--- Exercise aim ---
Could you copy the items below, from the line containing "Would you be able to show me where the yellow" up to and including the line containing "[0,0,1080,302]", reproducing each line with no changes?
>> begin Records supplied
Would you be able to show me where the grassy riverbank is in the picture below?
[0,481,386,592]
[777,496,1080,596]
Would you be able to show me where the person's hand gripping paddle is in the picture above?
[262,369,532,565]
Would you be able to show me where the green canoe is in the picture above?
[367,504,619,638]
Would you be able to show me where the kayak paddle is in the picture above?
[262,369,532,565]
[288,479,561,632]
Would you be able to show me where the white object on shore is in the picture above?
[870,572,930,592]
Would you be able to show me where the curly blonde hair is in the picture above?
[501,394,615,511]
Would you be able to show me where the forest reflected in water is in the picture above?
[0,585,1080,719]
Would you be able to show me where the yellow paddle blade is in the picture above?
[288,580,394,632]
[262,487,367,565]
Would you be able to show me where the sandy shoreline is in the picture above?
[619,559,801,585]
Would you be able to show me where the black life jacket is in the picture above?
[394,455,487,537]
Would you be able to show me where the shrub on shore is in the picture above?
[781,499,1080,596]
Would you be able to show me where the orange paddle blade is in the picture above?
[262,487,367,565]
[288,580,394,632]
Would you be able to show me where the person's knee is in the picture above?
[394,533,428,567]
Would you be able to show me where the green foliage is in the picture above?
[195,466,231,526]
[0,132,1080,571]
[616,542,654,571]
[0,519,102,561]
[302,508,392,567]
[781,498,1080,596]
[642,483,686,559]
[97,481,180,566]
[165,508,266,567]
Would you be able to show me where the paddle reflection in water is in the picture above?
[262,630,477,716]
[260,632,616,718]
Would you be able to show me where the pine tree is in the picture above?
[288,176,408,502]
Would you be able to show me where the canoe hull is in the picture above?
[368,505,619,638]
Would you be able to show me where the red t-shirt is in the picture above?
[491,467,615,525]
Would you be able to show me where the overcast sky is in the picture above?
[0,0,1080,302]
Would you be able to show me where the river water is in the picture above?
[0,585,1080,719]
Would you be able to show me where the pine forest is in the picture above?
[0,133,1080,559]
>> end Records supplied
--- Solution for this problem ---
Would you be able to show me where the yellow paddle blade is in the picture above?
[288,580,394,632]
[262,487,367,565]
Would you be able to show me where the sandy shoreline is in the picture above?
[619,559,801,585]
Would you be able to show me where the black life jacket is in the picture above?
[394,455,487,537]
Would you be able to show me where the shrub on shore is in the picture above?
[781,499,1080,596]
Would you be able to show me where the orange paddle blade is in the picture above?
[262,487,367,565]
[288,580,394,632]
Would you be able to show me where the person's knee is in the picture above?
[394,533,428,567]
Would you be able to show me where the green foliage is in the picture above?
[195,466,231,526]
[0,132,1080,571]
[616,542,654,571]
[0,519,102,561]
[302,508,392,567]
[781,498,1080,596]
[642,483,686,559]
[97,481,180,566]
[165,508,266,567]
Would you be able to show me where the paddle reflection in water is in the picture above?
[262,630,477,716]
[260,632,616,718]
Would you be able to show me where the pine tree is in the picture above?
[288,176,408,502]
Would you be able to show me where the canoe hull is in the picture above?
[368,505,619,638]
Would you be able to show me where the red t-shirt is in the picture above?
[491,467,615,525]
Would you be able to show me where the overcast sky is in the picture above?
[0,0,1080,302]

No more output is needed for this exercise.